Extracted data entries:
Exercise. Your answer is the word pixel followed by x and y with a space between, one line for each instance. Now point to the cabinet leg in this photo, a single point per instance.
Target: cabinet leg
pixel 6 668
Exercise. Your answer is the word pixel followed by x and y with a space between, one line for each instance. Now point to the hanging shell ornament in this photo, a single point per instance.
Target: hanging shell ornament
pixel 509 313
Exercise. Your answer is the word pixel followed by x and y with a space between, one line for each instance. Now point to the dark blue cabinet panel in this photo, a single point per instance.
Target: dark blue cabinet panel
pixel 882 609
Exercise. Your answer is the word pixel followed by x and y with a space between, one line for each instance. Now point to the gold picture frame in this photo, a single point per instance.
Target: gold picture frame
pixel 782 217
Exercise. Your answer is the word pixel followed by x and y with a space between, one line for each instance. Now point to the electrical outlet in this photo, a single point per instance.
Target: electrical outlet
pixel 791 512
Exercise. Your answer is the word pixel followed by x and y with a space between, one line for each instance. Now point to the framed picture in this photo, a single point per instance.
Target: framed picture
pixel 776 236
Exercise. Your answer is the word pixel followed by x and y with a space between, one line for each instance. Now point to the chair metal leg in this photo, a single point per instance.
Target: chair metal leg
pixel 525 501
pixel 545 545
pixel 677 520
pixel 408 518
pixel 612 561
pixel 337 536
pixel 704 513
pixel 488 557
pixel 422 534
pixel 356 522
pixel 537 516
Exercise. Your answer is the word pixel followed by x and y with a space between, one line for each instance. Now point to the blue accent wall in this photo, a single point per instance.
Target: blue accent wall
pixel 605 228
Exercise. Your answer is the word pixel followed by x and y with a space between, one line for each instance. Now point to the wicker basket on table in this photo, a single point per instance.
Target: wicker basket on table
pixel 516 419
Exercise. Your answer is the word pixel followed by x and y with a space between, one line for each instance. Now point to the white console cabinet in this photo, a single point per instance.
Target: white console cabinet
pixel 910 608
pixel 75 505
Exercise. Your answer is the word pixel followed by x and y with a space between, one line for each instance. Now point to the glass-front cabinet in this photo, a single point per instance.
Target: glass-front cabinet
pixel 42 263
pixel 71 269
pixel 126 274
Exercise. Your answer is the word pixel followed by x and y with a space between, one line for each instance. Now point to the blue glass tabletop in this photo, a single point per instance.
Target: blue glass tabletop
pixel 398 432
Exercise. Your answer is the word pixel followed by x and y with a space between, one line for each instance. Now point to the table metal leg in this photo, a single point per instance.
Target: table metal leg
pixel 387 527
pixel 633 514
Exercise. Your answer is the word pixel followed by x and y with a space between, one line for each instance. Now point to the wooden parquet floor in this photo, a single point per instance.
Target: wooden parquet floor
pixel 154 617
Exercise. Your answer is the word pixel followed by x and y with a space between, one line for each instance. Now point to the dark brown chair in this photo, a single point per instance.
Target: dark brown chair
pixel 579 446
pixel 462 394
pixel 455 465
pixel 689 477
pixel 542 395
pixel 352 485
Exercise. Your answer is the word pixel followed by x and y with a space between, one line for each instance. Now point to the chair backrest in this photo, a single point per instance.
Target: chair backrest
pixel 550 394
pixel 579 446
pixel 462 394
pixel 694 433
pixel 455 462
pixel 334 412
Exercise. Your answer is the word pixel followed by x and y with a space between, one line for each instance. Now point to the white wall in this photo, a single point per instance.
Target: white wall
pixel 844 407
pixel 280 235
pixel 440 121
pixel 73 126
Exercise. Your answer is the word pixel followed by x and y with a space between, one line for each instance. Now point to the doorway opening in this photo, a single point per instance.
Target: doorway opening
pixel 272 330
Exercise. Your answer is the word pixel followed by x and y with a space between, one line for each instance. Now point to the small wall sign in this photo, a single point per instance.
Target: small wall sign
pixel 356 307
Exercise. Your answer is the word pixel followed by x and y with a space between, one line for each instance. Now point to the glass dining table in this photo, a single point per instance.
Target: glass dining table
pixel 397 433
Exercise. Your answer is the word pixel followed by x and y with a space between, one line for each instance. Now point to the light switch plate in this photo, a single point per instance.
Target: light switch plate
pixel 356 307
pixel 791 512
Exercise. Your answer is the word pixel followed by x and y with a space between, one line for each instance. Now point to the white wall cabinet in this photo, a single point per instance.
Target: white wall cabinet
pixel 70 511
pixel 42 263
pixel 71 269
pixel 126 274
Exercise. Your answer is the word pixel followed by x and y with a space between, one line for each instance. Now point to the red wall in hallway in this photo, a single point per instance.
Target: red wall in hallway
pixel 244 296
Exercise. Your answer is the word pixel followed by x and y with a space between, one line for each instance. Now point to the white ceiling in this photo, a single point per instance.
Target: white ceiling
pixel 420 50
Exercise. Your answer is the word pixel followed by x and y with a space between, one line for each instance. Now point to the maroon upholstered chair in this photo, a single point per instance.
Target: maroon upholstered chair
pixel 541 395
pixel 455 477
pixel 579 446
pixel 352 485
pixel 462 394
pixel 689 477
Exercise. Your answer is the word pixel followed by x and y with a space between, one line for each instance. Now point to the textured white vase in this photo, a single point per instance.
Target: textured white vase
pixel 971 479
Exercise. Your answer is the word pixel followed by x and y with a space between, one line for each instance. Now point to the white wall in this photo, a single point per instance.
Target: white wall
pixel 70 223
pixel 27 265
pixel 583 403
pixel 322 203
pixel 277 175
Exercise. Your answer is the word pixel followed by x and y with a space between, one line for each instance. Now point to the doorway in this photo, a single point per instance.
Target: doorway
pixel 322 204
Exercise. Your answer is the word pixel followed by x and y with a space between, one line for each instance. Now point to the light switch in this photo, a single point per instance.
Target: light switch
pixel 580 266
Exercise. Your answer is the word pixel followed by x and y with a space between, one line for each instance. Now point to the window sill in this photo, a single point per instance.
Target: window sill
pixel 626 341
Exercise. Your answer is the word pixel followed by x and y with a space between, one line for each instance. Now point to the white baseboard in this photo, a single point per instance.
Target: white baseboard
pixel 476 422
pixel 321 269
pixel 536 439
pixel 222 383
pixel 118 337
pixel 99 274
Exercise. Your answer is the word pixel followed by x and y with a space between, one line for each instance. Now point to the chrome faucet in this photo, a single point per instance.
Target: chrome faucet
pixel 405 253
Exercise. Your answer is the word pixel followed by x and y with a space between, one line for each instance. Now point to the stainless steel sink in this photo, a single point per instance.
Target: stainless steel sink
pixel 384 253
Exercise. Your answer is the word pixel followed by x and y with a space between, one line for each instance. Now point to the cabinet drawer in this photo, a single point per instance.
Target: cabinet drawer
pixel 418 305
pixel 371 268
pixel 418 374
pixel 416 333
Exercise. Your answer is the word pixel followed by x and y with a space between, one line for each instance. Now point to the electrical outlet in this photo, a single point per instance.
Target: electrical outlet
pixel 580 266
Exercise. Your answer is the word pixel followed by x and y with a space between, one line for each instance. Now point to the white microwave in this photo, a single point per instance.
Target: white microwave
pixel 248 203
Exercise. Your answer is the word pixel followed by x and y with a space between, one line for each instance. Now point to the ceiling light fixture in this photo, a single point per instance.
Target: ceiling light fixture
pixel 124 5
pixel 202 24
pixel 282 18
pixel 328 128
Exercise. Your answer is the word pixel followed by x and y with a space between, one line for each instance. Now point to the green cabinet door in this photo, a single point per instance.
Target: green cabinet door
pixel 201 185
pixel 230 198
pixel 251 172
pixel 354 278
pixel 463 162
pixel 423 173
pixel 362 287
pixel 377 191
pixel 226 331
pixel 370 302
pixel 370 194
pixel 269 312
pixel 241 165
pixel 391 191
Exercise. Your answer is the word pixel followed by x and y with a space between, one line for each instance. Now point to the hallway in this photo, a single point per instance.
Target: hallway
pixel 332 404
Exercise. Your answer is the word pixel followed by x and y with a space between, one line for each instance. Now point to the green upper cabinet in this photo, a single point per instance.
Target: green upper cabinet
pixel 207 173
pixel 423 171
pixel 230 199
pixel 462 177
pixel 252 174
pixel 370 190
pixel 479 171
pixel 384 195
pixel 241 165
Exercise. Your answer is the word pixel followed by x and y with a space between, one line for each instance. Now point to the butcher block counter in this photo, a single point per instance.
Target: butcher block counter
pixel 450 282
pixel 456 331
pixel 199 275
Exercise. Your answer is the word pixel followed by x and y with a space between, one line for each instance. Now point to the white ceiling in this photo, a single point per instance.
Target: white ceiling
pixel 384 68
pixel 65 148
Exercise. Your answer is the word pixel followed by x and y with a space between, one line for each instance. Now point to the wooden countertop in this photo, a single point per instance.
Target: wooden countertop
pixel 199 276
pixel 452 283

▶ DIRECTIONS FOR THIS TASK
Locate "the green cabinet" in the data above. Then repeat, exactly, its line and each line after it through the last, adding nothing.

▶ TASK RESULT
Exercise. Your answer is the word pixel followed by x and y with a space between, one line for each instance. Now point to the green cabinet door in this photo, a single point per instance.
Target: green cabinet door
pixel 201 185
pixel 230 198
pixel 251 172
pixel 354 278
pixel 463 162
pixel 423 173
pixel 362 287
pixel 377 191
pixel 226 331
pixel 370 302
pixel 370 194
pixel 269 312
pixel 241 165
pixel 391 191
Exercise. Your answer is the word pixel followed by x and y with a space between, one line for each instance. Now point to the hallway in this photo, a single point per instance.
Target: hallway
pixel 332 404
Exercise. Your answer is the word pixel followed by x and y with a space between, one line for each instance. Now point to the green upper cabinet in this photo, a single point per instance.
Target: green upper cabinet
pixel 207 173
pixel 423 171
pixel 230 199
pixel 462 177
pixel 252 174
pixel 370 190
pixel 479 171
pixel 384 195
pixel 241 165
Exercise. Your answer is the word pixel followed by x and y with a space between, one line for each instance. Now point to the butcher block counter in this photo, a single point per instance.
Target: butcher block counter
pixel 450 282
pixel 456 331
pixel 199 275
Exercise. Your answer is the word pixel followed by x and y with a space between, one line for each instance. Now point to the white ceiling in this photo, a single point per instance.
Target: white ceiling
pixel 384 68
pixel 65 148
Exercise. Your answer is the word pixel followed by x and y with a space between, one line for each instance. Now point to the wooden countertop in this photo, a single point per instance.
Target: wooden countertop
pixel 199 276
pixel 452 283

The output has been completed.